* **EXERCISE DIRECTIONS**
When the word "positive" shows up in a line of the data below, copy that whole line.

*** EXTRACTED INFORMATION Section Begins ***

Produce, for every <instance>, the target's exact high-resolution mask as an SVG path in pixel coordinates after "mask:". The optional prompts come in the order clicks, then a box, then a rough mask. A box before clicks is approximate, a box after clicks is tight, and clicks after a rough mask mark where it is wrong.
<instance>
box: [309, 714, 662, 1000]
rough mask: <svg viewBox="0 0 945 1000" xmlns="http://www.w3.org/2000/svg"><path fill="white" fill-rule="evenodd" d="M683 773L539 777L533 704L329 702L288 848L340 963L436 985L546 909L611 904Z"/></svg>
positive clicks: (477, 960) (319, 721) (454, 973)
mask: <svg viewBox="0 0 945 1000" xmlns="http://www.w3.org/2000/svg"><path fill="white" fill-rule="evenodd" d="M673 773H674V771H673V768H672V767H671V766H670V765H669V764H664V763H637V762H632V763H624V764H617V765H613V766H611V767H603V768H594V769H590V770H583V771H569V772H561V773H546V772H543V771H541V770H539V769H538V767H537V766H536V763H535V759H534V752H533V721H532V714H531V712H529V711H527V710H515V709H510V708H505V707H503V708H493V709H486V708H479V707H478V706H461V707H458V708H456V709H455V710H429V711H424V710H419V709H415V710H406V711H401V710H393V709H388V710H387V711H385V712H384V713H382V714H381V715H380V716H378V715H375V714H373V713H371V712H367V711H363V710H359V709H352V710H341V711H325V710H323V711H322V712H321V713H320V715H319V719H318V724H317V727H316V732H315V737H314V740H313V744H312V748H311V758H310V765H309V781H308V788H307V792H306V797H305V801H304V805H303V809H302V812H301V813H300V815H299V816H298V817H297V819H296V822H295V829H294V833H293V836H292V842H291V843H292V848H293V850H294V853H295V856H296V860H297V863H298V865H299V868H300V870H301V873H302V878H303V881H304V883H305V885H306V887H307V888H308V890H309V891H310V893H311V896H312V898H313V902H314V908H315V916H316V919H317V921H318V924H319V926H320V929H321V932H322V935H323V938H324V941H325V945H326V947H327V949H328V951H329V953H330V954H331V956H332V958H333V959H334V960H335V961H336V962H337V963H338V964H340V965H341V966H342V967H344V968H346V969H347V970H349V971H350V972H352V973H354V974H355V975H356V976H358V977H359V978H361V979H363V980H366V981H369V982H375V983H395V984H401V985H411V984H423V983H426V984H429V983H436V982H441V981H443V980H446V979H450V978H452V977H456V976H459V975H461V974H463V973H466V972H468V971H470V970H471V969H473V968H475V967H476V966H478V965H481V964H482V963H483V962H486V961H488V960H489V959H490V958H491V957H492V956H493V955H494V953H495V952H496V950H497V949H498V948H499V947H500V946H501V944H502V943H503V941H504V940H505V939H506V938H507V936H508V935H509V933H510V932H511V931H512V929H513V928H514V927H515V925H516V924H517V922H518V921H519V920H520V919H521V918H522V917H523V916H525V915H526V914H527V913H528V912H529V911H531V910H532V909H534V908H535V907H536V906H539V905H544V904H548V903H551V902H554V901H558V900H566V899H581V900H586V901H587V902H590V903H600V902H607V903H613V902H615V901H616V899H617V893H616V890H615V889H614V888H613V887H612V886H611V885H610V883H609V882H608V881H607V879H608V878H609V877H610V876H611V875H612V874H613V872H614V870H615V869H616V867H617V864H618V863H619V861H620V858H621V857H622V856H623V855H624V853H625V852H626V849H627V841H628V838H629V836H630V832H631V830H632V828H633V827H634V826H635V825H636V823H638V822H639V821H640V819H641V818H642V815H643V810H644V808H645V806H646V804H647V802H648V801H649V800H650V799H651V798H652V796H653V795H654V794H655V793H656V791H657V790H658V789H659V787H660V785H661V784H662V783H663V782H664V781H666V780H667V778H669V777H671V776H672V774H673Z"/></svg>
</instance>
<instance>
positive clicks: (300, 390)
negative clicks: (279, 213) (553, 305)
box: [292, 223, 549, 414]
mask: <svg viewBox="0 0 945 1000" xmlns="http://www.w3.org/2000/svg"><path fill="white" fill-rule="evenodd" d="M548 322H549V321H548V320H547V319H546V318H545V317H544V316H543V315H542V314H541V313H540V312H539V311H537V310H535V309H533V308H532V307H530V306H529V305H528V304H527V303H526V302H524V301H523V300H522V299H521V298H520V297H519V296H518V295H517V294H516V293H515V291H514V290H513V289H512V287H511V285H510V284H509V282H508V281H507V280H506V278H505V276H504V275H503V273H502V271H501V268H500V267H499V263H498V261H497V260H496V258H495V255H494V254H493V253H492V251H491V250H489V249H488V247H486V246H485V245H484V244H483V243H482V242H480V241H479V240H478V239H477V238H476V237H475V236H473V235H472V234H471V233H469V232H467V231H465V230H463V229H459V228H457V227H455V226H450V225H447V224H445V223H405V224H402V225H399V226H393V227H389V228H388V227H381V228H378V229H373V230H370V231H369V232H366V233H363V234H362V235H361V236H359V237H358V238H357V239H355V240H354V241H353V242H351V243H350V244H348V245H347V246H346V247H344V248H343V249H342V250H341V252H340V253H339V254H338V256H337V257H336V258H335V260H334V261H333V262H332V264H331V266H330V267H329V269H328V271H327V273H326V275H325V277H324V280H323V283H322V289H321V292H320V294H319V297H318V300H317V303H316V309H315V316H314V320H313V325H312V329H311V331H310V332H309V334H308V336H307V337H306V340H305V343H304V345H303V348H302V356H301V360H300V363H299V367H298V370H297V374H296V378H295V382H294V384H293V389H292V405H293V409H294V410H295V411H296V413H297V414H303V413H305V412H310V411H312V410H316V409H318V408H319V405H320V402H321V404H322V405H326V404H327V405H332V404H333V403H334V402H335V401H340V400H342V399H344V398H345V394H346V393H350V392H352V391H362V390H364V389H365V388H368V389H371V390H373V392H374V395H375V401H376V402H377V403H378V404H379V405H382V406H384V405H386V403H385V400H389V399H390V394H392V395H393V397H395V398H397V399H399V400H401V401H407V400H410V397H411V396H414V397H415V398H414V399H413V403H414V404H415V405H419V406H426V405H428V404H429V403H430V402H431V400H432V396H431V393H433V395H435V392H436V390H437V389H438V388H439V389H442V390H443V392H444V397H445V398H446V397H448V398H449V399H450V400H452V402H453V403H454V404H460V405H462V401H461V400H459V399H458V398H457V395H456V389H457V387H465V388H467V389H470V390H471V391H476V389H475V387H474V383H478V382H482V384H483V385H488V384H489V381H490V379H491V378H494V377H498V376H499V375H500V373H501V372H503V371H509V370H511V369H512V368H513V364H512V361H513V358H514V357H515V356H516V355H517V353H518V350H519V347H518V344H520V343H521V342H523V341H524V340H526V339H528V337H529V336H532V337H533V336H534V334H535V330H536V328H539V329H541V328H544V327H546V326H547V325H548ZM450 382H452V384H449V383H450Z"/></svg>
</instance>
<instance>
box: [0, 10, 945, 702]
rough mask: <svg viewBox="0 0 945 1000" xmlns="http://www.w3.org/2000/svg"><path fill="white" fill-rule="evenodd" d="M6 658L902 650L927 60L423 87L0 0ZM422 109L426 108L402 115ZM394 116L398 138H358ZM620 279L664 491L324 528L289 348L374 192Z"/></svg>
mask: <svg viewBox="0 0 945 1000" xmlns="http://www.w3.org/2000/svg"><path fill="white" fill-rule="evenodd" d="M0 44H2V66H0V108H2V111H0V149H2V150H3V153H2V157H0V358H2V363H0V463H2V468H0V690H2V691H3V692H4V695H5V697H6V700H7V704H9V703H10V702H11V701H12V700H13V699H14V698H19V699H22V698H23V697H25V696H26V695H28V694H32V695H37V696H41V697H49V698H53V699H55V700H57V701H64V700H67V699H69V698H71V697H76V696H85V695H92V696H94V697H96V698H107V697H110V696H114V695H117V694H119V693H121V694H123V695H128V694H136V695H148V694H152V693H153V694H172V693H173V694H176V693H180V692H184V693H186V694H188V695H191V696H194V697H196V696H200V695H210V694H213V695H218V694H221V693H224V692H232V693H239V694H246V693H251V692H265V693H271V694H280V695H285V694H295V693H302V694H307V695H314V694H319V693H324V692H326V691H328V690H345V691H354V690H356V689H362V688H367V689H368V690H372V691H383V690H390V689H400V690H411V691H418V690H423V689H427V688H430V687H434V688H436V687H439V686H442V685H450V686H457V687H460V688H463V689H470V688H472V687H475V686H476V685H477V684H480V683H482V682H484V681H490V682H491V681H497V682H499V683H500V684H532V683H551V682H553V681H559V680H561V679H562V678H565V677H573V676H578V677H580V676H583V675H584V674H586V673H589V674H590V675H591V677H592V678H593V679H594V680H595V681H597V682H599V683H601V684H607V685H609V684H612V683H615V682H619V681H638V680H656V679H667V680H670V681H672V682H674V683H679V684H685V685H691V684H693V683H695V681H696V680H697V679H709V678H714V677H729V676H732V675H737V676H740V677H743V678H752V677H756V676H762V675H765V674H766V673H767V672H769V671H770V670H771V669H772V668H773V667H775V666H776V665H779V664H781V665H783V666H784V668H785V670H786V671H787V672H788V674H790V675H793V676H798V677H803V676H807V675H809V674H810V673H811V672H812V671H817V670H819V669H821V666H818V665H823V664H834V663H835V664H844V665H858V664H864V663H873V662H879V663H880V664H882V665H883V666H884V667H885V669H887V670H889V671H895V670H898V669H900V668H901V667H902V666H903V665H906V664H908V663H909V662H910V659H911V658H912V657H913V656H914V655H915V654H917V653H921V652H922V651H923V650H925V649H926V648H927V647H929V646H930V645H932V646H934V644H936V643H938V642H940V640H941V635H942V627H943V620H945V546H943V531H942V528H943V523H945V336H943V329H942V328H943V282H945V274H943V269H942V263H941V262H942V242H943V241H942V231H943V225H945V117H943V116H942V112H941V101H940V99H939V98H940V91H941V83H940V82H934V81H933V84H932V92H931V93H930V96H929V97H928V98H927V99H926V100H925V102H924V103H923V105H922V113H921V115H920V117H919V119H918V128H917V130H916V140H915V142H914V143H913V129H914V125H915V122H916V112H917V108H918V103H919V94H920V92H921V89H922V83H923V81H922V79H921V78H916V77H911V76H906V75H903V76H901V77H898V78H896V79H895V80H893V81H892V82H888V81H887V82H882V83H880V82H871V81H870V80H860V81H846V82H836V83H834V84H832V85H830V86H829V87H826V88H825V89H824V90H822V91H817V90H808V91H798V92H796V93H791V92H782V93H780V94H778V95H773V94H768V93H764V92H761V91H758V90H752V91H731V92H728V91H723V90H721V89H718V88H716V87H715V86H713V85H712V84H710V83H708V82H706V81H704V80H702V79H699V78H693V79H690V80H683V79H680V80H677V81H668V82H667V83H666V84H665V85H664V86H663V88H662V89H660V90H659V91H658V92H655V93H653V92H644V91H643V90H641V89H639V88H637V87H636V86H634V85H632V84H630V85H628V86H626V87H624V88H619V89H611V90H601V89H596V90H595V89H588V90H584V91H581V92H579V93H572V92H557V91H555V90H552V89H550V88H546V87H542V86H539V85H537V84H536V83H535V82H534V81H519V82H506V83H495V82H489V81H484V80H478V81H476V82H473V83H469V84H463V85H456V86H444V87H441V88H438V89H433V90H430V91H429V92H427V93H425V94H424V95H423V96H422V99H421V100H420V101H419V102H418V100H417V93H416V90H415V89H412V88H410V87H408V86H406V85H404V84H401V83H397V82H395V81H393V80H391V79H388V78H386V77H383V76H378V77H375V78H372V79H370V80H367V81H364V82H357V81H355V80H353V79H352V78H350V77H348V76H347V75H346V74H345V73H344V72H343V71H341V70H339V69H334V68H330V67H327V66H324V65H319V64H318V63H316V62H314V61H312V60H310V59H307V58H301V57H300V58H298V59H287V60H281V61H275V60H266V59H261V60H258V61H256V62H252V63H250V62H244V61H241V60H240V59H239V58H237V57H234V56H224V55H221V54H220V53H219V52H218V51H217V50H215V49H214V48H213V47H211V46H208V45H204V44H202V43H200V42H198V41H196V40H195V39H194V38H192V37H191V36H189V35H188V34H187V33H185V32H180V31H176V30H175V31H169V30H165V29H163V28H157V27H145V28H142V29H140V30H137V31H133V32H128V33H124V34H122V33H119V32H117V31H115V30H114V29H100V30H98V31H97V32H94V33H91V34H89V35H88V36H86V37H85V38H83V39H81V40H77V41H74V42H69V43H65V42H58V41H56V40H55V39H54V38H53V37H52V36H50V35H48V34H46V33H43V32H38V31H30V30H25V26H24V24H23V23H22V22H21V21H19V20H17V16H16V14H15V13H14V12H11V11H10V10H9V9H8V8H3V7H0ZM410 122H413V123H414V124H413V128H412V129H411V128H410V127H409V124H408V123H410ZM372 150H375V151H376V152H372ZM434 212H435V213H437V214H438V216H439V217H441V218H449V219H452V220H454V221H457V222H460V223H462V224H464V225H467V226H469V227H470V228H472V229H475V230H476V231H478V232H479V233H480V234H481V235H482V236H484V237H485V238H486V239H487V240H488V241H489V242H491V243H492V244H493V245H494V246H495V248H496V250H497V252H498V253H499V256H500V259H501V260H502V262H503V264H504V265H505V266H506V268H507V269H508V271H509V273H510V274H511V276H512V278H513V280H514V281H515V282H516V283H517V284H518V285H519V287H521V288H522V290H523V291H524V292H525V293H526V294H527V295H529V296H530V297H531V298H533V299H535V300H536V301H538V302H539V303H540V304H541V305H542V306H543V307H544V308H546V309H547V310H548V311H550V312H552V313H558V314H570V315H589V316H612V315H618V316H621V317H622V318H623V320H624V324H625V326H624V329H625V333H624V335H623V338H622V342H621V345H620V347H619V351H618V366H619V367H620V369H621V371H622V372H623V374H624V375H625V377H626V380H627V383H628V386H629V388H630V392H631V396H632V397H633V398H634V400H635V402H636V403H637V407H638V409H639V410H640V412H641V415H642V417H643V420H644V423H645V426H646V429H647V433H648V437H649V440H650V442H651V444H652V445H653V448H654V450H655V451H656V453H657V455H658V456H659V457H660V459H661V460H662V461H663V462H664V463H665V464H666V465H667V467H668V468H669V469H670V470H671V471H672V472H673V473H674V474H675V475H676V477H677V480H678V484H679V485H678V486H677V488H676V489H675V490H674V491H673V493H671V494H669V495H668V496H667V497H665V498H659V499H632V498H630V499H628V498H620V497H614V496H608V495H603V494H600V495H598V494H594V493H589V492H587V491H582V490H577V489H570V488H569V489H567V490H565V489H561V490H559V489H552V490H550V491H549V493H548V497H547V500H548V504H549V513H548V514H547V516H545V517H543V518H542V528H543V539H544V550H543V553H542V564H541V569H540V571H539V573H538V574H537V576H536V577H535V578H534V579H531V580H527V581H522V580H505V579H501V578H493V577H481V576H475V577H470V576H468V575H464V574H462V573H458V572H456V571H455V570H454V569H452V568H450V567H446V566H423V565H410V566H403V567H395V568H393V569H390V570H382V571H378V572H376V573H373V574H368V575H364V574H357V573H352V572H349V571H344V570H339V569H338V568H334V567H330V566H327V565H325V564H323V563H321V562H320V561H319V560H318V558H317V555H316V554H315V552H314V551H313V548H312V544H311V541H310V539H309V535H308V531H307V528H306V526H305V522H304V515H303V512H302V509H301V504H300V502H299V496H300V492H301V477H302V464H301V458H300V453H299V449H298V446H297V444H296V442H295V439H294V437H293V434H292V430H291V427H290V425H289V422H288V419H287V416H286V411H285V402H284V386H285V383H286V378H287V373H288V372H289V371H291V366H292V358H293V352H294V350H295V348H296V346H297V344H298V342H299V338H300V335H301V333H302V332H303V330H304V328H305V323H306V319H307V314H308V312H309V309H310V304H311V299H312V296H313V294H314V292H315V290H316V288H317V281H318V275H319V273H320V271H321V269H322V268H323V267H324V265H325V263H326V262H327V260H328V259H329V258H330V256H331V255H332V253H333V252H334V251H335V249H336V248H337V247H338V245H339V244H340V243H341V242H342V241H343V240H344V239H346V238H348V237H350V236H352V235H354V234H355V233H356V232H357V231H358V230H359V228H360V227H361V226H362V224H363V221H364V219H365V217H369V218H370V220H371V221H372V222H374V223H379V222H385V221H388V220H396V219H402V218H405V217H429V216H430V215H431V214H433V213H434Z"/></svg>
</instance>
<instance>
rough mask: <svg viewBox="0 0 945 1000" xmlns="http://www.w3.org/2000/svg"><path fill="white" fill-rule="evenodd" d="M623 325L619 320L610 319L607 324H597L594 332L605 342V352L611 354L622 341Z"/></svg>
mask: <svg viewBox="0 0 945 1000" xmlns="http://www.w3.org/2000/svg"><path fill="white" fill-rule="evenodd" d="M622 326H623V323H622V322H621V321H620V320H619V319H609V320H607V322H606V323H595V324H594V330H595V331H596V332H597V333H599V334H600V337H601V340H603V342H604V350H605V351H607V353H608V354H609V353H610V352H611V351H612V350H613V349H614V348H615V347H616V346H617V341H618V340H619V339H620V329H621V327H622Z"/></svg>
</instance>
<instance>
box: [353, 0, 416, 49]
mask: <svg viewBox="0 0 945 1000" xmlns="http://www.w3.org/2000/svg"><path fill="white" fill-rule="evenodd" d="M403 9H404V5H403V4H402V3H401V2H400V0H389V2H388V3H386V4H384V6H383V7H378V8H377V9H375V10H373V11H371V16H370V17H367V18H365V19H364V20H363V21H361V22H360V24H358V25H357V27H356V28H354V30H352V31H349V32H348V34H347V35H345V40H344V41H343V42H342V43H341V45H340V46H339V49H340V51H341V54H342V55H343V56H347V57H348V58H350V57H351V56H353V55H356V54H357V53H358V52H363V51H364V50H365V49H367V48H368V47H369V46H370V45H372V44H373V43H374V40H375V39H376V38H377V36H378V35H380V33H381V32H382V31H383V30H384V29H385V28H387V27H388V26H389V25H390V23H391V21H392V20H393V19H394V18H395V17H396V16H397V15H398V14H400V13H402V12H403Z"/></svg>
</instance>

*** EXTRACTED INFORMATION Section Ends ***

* **RESPONSE TO THE EXERCISE**
positive clicks: (477, 960) (319, 721) (454, 973)
positive clicks: (300, 390)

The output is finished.